#### [Given instruction]
Copy out each line below that contains the string "Trace". Case counts, so a match must have the same capital and small letters.

#### [Data supplied]
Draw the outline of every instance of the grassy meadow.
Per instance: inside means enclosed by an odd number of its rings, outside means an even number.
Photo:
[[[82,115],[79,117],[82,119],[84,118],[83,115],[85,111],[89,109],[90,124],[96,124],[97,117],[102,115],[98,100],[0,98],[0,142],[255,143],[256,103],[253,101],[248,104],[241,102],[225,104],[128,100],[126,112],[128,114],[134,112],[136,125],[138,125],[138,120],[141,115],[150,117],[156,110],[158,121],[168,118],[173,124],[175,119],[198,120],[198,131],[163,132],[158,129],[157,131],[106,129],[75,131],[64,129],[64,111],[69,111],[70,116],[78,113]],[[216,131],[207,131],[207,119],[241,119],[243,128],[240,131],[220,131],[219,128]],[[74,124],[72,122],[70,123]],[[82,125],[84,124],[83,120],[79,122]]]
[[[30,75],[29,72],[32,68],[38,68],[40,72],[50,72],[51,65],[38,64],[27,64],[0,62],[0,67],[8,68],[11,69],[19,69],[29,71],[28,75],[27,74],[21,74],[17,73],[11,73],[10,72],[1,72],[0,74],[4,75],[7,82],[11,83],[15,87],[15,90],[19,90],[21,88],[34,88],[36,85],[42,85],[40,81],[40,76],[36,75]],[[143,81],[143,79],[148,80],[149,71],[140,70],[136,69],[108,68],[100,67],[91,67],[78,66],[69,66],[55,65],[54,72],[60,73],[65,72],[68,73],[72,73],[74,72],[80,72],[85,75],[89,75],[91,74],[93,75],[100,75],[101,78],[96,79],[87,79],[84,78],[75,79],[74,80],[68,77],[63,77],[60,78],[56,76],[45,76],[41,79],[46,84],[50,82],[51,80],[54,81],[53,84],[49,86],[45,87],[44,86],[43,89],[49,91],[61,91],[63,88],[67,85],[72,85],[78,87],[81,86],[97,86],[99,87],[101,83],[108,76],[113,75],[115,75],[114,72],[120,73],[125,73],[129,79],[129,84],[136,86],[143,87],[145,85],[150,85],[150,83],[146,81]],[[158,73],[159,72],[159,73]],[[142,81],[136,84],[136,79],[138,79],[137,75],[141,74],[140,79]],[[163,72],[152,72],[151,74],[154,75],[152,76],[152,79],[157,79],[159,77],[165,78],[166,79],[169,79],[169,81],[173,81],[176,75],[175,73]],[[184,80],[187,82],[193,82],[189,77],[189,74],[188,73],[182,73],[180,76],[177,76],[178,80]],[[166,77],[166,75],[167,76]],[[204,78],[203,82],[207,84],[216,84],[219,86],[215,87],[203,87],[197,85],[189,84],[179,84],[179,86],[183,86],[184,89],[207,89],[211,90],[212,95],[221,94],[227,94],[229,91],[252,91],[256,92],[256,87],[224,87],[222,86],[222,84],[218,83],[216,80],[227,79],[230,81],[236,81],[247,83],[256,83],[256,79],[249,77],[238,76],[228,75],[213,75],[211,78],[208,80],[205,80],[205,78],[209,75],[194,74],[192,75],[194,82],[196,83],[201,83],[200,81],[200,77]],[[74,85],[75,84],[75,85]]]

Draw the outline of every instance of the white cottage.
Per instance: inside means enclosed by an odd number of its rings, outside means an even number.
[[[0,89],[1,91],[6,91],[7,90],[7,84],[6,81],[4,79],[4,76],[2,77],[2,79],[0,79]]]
==
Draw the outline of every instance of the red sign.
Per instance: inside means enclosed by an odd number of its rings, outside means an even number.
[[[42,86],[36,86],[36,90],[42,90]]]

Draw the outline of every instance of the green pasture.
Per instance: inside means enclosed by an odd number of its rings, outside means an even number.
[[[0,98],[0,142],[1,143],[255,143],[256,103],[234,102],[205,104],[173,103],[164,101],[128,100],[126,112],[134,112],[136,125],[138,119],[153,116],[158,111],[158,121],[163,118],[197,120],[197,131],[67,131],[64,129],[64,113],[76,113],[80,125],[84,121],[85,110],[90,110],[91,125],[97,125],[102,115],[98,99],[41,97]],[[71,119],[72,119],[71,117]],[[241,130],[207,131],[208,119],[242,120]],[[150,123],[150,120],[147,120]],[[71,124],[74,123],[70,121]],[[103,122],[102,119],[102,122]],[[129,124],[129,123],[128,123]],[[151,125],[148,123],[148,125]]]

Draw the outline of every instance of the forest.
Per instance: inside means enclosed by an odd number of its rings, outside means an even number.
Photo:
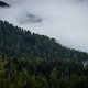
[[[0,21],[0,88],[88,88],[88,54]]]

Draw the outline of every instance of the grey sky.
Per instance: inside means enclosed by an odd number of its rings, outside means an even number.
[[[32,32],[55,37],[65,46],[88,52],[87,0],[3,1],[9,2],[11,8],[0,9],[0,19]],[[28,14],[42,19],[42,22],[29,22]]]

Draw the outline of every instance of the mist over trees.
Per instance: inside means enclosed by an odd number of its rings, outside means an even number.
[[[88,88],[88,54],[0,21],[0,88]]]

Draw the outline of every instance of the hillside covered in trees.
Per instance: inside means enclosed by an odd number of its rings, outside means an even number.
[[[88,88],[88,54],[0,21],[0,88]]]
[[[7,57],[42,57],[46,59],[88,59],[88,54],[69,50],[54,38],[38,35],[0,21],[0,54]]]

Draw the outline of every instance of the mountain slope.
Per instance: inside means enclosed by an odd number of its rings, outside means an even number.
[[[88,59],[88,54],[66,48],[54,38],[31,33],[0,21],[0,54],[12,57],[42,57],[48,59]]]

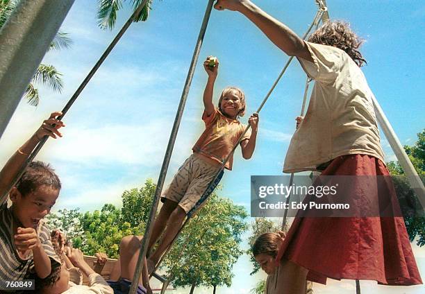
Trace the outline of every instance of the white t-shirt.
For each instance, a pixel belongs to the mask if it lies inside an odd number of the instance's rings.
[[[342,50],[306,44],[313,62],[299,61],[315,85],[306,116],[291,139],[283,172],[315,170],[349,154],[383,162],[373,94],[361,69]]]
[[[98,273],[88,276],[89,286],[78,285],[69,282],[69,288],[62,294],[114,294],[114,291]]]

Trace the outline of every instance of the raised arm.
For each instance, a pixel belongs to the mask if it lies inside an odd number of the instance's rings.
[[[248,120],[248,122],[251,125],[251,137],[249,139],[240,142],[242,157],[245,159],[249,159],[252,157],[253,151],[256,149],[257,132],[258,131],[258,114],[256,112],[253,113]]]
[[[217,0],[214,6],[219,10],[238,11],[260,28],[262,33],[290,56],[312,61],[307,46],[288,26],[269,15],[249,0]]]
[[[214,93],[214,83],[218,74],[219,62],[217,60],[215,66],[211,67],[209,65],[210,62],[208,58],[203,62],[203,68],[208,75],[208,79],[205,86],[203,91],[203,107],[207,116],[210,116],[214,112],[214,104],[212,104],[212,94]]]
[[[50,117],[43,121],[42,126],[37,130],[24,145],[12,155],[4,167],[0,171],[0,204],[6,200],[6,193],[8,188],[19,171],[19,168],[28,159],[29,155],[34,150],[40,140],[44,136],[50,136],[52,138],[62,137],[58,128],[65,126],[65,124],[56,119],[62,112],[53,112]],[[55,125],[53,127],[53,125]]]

#### [Full answer]
Trace the outline of every instance of the white t-shirt.
Trace the outline of every instance of the raised arm.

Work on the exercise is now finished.